* _Work to be completed_: Across the records below, how many lines include the string "arranging"? State the number and nothing more.

(Stored items)
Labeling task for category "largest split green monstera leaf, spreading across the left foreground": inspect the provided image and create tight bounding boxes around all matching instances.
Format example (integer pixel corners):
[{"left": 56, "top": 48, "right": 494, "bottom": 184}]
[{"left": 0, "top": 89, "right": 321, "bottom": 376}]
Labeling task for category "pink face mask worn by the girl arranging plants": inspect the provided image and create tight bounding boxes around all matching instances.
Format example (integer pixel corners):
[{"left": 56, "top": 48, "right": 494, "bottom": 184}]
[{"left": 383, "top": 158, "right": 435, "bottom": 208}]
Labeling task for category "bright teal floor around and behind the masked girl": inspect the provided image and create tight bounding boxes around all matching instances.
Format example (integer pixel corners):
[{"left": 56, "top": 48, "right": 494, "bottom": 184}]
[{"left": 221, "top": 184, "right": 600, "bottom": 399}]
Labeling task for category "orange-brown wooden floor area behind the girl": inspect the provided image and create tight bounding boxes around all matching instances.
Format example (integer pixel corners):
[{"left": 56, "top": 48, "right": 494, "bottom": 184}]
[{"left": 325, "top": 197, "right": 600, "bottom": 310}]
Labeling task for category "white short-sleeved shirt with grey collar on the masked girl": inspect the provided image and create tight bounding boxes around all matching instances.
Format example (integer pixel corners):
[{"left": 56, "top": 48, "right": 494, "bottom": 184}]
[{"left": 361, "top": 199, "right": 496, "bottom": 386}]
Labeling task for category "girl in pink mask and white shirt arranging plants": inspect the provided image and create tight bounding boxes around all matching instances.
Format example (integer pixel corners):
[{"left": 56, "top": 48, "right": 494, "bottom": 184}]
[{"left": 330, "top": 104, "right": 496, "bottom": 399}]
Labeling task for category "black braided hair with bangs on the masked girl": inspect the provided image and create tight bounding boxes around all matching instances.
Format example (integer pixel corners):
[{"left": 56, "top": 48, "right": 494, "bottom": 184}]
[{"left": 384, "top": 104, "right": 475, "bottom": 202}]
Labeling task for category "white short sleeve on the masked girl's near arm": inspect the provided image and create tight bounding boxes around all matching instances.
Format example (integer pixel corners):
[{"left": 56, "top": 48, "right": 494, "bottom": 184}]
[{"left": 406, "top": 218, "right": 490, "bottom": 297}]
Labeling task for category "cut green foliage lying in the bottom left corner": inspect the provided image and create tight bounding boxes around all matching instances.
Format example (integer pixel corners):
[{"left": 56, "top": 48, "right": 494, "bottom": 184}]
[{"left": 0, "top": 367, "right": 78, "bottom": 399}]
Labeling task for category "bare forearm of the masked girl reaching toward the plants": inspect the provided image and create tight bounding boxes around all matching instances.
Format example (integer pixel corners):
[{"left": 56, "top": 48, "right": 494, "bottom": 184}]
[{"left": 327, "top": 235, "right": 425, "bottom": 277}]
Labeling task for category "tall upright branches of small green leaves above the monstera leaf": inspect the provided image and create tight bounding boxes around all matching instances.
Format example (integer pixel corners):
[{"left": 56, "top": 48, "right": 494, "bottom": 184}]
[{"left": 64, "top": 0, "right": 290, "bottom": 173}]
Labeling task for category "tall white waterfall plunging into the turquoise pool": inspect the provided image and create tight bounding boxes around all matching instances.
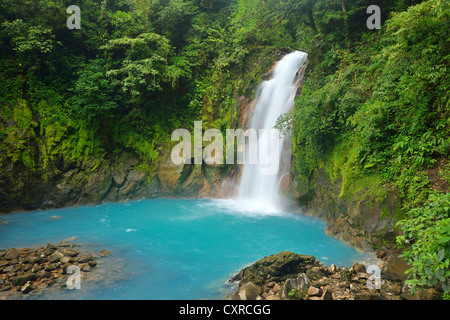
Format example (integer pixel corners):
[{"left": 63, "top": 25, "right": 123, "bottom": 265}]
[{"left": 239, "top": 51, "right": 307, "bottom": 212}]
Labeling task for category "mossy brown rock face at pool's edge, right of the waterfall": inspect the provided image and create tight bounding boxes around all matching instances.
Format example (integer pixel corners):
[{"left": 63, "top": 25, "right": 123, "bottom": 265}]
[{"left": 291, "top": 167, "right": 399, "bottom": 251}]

* * *

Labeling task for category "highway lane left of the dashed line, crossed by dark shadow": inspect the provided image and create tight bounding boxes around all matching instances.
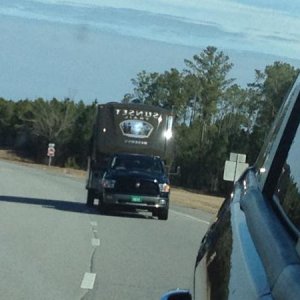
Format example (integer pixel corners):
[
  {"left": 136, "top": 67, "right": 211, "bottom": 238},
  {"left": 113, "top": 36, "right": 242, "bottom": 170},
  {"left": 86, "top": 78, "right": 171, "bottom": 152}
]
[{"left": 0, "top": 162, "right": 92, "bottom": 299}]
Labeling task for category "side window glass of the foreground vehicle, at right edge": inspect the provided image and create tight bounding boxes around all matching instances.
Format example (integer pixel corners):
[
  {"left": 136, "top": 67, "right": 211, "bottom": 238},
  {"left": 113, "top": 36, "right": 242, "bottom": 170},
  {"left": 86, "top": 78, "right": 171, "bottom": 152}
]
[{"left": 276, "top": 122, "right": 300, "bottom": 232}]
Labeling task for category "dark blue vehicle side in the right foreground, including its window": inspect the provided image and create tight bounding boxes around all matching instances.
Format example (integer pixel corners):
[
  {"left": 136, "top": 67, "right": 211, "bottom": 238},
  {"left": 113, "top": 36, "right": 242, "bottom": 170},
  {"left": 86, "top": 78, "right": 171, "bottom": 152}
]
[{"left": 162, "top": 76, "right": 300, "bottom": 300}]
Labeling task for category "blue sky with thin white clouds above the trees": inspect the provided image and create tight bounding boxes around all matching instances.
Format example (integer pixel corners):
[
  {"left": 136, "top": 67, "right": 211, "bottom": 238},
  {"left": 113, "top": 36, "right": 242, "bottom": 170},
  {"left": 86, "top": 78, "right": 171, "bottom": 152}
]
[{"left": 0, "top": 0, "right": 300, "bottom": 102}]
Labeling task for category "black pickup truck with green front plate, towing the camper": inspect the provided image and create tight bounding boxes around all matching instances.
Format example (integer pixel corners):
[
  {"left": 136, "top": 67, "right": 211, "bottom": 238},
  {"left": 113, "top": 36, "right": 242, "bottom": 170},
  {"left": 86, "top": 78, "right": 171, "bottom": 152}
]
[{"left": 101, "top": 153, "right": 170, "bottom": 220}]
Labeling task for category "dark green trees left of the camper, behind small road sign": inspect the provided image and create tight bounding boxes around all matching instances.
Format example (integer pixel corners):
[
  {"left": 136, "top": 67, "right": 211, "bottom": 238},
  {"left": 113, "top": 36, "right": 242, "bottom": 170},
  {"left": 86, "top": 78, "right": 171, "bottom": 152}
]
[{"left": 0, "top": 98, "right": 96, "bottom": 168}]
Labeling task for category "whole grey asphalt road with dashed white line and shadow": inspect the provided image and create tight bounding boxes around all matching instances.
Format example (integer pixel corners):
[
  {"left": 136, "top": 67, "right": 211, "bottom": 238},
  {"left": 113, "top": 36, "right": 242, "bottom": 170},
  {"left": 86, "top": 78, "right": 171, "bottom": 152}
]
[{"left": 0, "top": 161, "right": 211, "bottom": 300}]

==

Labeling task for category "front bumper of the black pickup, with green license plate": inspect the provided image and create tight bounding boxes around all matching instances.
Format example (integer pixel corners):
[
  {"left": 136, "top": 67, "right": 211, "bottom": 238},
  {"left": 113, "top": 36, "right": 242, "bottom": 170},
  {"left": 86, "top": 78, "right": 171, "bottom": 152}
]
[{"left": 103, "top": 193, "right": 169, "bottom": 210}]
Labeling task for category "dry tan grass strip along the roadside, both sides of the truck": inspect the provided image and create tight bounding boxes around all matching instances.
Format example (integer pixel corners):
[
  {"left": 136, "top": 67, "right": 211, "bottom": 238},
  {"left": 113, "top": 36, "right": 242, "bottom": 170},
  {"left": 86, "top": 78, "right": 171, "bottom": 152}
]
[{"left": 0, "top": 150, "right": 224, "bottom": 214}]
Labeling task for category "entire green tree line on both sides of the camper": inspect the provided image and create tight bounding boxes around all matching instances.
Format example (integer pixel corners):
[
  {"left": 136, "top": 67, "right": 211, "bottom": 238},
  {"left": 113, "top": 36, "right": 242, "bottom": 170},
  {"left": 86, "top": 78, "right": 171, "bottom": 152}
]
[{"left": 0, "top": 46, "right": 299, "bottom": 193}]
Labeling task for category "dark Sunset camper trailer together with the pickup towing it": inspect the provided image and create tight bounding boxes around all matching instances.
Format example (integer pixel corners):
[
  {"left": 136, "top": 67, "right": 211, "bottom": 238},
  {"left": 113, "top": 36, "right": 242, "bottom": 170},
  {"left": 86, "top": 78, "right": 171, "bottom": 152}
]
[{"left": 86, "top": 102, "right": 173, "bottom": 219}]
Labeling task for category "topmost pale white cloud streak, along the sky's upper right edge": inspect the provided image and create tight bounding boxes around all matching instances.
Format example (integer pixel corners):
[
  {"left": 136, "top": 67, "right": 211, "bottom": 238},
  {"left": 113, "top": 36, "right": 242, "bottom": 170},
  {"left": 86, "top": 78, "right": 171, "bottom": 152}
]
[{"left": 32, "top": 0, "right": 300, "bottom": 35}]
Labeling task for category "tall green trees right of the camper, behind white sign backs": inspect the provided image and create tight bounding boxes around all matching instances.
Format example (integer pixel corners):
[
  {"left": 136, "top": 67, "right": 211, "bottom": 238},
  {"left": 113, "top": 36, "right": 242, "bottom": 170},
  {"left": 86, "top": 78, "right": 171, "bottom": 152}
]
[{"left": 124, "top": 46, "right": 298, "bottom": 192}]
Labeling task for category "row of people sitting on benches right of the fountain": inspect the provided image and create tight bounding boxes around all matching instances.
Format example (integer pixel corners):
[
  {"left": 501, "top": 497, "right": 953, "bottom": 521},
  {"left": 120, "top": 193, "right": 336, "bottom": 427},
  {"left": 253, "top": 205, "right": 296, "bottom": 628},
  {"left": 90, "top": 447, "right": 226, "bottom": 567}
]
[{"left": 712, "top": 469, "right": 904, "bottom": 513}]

* _Exercise answer_: 2